| EXERCISE |
All lines of the listing that contain "blue" should be shown in full.
--- START ---
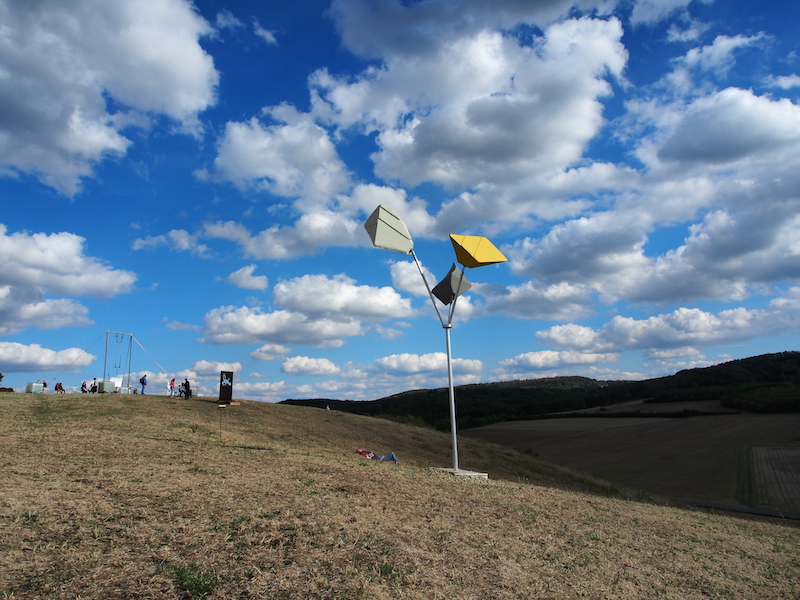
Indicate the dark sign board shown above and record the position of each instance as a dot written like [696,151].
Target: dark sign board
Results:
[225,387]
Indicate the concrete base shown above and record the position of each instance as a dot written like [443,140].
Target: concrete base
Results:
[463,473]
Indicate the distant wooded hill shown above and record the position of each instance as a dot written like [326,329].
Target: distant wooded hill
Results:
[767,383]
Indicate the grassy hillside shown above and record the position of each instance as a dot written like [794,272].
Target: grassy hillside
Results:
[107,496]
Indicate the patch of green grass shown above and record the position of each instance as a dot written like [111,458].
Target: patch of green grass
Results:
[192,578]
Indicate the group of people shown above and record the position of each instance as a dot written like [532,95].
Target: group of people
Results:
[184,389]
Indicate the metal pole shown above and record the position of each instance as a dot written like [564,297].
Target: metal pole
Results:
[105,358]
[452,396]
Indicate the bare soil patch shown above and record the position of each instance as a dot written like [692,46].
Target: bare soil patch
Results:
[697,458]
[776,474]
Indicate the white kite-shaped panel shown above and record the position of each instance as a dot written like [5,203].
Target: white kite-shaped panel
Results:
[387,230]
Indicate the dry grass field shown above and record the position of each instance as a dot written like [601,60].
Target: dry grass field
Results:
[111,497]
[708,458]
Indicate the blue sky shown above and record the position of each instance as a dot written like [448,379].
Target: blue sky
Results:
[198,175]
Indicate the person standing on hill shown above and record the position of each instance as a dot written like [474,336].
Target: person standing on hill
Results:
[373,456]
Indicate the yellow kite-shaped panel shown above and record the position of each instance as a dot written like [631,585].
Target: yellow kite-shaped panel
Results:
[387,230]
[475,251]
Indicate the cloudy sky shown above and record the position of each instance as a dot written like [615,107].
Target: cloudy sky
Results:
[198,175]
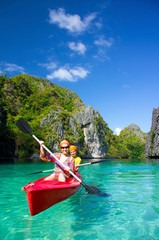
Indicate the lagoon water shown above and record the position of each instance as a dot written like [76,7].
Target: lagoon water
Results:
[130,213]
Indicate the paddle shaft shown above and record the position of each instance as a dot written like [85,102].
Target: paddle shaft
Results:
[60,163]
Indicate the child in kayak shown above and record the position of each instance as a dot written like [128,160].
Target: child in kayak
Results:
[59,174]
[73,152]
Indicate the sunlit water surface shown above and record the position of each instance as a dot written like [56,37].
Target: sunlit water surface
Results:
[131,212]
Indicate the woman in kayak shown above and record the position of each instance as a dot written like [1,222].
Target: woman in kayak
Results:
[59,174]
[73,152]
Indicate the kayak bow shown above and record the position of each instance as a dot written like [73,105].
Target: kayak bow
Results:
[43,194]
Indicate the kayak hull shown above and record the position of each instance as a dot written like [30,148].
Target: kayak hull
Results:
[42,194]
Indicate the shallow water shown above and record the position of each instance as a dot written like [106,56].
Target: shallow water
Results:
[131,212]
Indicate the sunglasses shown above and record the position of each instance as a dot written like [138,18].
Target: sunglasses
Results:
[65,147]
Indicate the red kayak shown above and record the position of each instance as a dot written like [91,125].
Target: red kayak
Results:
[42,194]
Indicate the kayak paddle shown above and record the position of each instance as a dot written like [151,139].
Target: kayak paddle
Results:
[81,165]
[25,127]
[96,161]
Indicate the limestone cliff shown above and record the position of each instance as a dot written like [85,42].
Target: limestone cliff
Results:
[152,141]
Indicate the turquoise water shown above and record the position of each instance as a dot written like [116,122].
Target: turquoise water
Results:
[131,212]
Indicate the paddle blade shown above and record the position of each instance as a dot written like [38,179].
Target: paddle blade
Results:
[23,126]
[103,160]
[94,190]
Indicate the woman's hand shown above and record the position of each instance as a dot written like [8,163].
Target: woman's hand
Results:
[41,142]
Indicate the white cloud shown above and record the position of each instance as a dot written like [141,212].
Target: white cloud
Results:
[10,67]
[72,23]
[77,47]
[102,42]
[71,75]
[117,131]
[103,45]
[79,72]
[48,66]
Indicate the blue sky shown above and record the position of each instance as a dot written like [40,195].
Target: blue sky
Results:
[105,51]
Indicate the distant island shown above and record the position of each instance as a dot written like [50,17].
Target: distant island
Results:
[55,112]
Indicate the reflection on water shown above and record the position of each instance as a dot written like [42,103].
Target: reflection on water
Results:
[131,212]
--- END ---
| RESPONSE BOX |
Indicate the blue sky shown above and record the position of each instance as a dot written like [448,379].
Target: blue sky
Indicate the blue sky shown above and record the position of each instance as a dot written like [40,195].
Target: blue sky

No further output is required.